==== GIVEN DATA ====

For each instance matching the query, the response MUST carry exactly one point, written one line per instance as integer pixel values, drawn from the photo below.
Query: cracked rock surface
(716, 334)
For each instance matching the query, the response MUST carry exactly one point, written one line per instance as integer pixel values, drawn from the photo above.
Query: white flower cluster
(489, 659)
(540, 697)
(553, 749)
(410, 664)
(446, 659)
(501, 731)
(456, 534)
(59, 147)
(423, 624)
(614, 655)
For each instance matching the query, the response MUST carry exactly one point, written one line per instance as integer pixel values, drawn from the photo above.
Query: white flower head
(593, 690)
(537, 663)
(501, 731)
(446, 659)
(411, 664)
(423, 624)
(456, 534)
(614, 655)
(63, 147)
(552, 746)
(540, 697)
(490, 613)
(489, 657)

====

▸ **SHORT PROBLEM**
Rewrite all of the data above as a numbered list, one line per item, and leave out any blank lines.

▸ **EXERCISE OUTPUT**
1. For each instance matching the query, the response MUST carry exactly one point, written one line per instance as integer pixel values, drawn from the photo below.
2. Query: cracked rock surface
3. (716, 334)
4. For each instance matching the query, the response MUST carry exactly one point, written one line per instance as integer pixel values, drawn from the photo above.
5. Query: white flower cluster
6. (489, 659)
7. (540, 697)
8. (553, 749)
9. (410, 664)
10. (446, 659)
11. (501, 731)
12. (456, 534)
13. (59, 147)
14. (423, 624)
15. (614, 655)
16. For each instance matching the query, the response MUST carry exactly one point, written one line per instance as integer pixel values, drawn from the photo above.
17. Query: white flower head
18. (593, 690)
19. (537, 663)
20. (501, 731)
21. (446, 659)
22. (411, 664)
23. (423, 624)
24. (456, 534)
25. (614, 655)
26. (63, 147)
27. (552, 746)
28. (540, 697)
29. (490, 613)
30. (489, 657)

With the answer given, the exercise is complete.